→ **Items**:
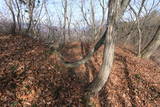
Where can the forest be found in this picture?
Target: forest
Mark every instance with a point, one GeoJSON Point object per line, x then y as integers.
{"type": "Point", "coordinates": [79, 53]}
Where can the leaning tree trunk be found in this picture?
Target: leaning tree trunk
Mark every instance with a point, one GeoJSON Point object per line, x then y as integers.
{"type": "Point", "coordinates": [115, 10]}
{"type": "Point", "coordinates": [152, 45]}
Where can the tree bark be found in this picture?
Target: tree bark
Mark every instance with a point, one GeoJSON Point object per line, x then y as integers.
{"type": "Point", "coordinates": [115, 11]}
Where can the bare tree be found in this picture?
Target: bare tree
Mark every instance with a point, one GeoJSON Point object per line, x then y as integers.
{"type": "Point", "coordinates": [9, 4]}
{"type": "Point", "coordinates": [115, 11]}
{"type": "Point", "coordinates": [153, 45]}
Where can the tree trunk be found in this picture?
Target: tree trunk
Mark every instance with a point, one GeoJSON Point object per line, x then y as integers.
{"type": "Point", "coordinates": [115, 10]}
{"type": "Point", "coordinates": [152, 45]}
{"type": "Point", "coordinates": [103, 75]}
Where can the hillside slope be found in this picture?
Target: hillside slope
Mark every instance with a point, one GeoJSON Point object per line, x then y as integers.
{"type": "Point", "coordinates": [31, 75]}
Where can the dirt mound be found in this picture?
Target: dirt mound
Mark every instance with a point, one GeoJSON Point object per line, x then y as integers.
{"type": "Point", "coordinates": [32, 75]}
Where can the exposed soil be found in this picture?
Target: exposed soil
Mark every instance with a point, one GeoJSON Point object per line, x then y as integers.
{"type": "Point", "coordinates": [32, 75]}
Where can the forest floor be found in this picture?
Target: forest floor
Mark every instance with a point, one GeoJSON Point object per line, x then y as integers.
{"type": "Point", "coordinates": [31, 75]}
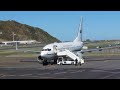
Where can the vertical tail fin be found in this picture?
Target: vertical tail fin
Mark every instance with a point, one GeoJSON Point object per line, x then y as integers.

→ **Work to complete**:
Take the data above and repeat it exactly, leaving each picture out.

→ **Finished exercise**:
Where can the forest be found in this picture?
Target: forest
Mark every instance with a point, one GeoJSON Point object per line, x then y as integers.
{"type": "Point", "coordinates": [79, 53]}
Where can the leaning tree trunk be found in this picture?
Target: leaning tree trunk
Mark every instance with a point, one GeoJSON Point object per line, x then y as integers.
{"type": "Point", "coordinates": [115, 10]}
{"type": "Point", "coordinates": [152, 45]}
Where can the tree bark be found in this picture?
Target: tree bark
Mark every instance with a point, one GeoJSON Point object per line, x then y as integers.
{"type": "Point", "coordinates": [115, 11]}
Where can the bare tree be found in this picture?
Target: bare tree
Mark every instance with a point, one GeoJSON Point object per line, x then y as integers.
{"type": "Point", "coordinates": [9, 4]}
{"type": "Point", "coordinates": [115, 11]}
{"type": "Point", "coordinates": [153, 45]}
Where can the tree trunk be found in this picture?
Target: tree trunk
Mark every instance with a point, one GeoJSON Point object per line, x then y as integers.
{"type": "Point", "coordinates": [115, 10]}
{"type": "Point", "coordinates": [152, 45]}
{"type": "Point", "coordinates": [103, 75]}
Where can the hillside slope be found in this picture?
Target: hillside slope
Mark every instance with a point, one GeoJSON Point object per line, x then y as integers.
{"type": "Point", "coordinates": [31, 75]}
Where can the dirt mound be found in this picture?
Target: dirt mound
Mark every instance with a point, one GeoJSON Point object per line, x then y as integers.
{"type": "Point", "coordinates": [32, 75]}
Where can the exposed soil be found in this picture?
Target: exposed soil
Mark every instance with a point, one GeoJSON Point object per line, x then y as integers.
{"type": "Point", "coordinates": [32, 75]}
Where can the forest floor be found in this picture?
Target: forest floor
Mark every instance with a point, one GeoJSON Point object per line, x then y as integers.
{"type": "Point", "coordinates": [31, 75]}
Where can the vertical tail fin be found in this picture?
Target: vertical tail fin
Mark every instance with a point, one GeoJSON Point object per line, x then y as integers.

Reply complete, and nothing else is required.